-- Begin PASSAGE --
(I’m reposting this comment as a top-level post, for ease of future reference. The context here is a discussion about the different lines of arguments for the importance of AI safety.)
Here’s another argument that I’ve been pushing since the early days (apparently not very successfully since it didn’t make it to this list :) which might be called "argument from philosophical difficulty". It appears that achieving a good long term future requires getting a lot of philosophical questions right that are hard for us to answer. Given this, initially I thought there are only three ways for AI to go right in this regard (assuming everything else goes well with the AI):
We solve all the important philosophical problems ahead of time and program the solutions into the AI.
We solve metaphilosophy (i.e., understand philosophical reasoning as well as we understand mathematical reasoning) and program that into the AI so it can solve philosophical problems on its own.
We program the AI to learn philosophical reasoning from humans or use human simulations to solve philosophical problems.
Since then people have come up with a couple more scenarios (which did make me slightly more optimistic about this problem):
We all coordinate to stop technological progress some time after AI but before space colonization, and have a period of long reflection where humans, maybe with help from AIs, spend thousands or millions of years to solve philosophical problems.
-- End PASSAGE --
-- Begin SUPPLIED MATERIAL --
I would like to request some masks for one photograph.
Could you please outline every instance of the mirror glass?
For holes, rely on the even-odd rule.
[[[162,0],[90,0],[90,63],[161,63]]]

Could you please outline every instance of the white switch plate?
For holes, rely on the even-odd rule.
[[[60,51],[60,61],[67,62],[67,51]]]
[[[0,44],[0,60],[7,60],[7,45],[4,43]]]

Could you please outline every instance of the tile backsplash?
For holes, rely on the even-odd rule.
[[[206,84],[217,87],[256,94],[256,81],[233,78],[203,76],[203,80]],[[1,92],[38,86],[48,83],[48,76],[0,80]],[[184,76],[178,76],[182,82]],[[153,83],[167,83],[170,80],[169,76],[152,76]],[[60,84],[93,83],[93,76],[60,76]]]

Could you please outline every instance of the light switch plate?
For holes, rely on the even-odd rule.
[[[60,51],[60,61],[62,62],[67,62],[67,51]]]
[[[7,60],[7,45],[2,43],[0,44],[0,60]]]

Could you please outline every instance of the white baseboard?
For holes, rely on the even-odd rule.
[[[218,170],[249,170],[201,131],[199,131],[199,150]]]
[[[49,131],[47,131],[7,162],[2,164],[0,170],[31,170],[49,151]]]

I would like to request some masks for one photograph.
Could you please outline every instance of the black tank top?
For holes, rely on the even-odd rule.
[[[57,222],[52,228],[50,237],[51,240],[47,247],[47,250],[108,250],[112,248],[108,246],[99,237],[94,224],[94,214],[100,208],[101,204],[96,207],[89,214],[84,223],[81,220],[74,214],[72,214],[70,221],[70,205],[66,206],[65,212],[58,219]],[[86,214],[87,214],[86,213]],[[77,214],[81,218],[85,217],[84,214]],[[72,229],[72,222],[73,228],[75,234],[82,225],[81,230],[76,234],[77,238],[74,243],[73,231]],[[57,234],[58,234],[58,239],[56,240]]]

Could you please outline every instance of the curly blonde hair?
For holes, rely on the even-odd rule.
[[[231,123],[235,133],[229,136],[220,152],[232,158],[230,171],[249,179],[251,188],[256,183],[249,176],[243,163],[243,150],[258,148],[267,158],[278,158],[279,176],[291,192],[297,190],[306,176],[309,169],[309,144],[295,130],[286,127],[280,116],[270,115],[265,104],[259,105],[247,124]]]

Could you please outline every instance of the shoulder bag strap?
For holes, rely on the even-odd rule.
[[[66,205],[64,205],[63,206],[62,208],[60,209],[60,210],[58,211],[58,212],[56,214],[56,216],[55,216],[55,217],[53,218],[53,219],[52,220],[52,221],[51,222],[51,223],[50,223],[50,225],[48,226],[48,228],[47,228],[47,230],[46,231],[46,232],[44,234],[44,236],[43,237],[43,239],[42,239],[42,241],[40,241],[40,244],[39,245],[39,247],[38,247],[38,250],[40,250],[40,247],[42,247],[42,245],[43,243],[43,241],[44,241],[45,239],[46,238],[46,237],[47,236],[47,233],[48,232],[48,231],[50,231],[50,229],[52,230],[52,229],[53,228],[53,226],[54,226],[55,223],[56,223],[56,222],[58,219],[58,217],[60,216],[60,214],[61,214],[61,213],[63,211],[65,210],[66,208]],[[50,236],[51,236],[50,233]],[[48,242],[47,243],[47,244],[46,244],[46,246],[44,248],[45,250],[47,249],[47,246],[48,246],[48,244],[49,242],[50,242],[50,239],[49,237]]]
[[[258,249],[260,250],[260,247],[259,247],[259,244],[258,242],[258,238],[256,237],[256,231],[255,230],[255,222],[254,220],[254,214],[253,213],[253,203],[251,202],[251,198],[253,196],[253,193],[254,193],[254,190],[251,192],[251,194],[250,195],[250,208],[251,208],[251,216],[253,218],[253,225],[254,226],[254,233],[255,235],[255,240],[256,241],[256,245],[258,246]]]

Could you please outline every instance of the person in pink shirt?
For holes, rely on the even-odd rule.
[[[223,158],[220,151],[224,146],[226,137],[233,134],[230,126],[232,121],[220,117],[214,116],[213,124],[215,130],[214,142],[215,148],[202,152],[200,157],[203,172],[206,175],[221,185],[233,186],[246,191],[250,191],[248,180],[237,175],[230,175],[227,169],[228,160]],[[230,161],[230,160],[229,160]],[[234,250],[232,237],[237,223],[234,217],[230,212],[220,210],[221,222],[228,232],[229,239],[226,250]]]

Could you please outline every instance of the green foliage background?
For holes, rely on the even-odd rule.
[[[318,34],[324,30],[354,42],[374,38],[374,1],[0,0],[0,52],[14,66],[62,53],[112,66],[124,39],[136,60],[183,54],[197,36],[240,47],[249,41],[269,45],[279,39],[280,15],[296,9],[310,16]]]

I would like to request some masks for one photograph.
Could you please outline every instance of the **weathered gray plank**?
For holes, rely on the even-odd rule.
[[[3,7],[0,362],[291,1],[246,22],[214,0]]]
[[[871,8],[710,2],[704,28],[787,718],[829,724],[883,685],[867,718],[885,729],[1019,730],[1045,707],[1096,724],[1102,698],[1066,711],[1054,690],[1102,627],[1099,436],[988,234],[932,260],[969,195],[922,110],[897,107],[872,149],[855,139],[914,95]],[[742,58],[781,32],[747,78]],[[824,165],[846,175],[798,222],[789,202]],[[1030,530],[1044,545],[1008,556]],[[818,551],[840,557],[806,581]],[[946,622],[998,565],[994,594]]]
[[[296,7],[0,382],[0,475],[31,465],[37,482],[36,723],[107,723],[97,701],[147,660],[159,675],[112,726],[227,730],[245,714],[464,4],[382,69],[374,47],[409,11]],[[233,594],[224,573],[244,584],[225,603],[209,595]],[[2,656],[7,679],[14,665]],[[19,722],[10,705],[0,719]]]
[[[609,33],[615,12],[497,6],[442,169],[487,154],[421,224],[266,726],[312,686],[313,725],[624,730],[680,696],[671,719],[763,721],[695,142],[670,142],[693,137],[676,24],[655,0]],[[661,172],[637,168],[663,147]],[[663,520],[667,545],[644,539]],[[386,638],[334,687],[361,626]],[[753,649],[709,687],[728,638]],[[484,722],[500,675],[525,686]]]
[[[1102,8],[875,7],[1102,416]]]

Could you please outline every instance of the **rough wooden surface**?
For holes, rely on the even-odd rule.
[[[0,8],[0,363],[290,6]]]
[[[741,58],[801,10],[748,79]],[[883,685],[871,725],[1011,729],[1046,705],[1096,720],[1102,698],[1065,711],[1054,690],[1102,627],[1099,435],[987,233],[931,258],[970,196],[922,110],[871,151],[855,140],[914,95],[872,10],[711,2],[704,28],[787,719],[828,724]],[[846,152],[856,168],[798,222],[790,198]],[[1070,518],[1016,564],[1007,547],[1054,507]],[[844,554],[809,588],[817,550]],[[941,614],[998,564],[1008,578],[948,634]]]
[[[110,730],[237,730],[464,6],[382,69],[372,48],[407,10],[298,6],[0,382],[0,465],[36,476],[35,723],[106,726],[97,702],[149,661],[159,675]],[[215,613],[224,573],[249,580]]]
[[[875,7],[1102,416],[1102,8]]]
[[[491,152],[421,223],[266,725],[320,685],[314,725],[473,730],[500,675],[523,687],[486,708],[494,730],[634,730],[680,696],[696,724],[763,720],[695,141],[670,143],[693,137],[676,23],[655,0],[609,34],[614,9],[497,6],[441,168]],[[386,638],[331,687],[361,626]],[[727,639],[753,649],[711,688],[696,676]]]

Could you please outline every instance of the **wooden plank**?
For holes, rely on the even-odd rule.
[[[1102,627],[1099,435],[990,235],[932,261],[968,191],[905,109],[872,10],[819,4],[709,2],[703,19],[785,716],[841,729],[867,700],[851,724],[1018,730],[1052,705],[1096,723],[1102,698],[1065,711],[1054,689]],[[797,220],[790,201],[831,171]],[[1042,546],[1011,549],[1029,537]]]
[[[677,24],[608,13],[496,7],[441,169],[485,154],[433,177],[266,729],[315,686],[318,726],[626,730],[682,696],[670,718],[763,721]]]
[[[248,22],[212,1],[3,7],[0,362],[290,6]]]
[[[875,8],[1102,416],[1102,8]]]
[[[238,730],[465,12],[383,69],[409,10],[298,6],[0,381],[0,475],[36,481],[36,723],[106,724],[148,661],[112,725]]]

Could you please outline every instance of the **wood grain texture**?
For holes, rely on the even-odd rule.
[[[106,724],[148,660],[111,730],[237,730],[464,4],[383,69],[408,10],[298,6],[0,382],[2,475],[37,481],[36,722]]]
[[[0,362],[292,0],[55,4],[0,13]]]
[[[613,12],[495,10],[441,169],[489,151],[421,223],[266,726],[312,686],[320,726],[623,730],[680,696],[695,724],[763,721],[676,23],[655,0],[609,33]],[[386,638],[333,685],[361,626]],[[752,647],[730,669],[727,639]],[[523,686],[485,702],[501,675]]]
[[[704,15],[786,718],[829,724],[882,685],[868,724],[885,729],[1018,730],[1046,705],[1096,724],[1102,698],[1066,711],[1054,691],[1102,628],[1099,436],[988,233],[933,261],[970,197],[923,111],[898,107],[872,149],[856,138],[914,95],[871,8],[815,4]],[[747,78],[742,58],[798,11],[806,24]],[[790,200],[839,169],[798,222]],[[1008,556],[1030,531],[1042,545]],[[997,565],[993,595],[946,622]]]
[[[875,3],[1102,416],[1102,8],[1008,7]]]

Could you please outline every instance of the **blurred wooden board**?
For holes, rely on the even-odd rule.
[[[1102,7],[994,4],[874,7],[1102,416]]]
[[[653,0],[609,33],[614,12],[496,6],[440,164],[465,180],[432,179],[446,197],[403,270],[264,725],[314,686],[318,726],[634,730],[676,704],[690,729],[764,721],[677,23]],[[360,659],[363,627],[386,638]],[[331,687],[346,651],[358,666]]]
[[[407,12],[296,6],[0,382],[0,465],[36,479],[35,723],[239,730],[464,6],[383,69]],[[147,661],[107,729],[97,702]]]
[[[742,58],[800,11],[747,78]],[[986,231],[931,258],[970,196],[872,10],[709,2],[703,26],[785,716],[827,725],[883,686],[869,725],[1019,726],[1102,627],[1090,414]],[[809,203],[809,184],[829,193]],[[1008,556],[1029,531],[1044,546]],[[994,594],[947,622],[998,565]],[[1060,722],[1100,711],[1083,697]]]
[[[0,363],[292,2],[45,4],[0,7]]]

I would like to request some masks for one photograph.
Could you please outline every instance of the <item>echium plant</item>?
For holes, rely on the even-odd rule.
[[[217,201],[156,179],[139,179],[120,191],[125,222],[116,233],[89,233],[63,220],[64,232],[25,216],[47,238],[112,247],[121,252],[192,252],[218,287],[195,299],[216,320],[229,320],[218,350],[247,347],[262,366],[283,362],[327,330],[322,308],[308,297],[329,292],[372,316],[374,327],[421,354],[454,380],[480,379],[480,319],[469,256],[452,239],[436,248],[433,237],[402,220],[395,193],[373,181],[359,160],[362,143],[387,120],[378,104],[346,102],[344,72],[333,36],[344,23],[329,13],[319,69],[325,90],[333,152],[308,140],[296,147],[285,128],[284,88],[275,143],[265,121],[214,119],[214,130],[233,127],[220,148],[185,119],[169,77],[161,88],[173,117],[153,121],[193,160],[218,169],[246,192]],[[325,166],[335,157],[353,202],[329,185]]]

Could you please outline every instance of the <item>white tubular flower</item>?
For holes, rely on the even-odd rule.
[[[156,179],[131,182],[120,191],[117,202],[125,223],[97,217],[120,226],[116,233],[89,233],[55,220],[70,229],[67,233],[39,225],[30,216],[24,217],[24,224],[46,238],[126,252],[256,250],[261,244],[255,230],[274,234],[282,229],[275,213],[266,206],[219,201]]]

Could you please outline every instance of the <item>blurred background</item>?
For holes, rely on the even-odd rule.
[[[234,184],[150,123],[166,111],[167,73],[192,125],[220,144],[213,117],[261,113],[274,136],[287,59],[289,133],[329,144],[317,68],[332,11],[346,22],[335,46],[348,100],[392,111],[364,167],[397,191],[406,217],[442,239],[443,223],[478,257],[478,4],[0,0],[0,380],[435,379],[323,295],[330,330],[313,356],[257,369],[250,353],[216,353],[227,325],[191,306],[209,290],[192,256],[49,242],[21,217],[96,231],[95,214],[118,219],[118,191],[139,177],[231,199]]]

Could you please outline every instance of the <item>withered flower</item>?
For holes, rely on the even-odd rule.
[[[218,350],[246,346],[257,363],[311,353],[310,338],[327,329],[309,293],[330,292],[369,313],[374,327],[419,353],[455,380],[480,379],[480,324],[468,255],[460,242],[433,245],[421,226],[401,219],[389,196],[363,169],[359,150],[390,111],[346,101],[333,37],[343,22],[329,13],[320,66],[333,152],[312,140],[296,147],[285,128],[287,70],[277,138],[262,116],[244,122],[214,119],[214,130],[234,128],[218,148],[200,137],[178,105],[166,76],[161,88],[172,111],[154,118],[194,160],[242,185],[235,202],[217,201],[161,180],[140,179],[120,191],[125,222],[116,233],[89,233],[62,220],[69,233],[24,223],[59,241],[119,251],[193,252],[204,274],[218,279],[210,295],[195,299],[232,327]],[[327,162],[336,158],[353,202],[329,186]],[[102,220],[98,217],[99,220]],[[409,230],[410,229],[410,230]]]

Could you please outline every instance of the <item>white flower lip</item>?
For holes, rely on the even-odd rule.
-- End SUPPLIED MATERIAL --
**WHAT NEEDS TO BE DONE**
Reproduce word for word the part of the post on AI and philosophical problems above, starting at "We solve metaphilosophy" and ending at "simulations to solve philosophical problems.".

**WRITTEN RESPONSE**
We solve metaphilosophy (i.e., understand philosophical reasoning as well as we understand mathematical reasoning) and program that into the AI so it can solve philosophical problems on its own.
We program the AI to learn philosophical reasoning from humans or use human simulations to solve philosophical problems.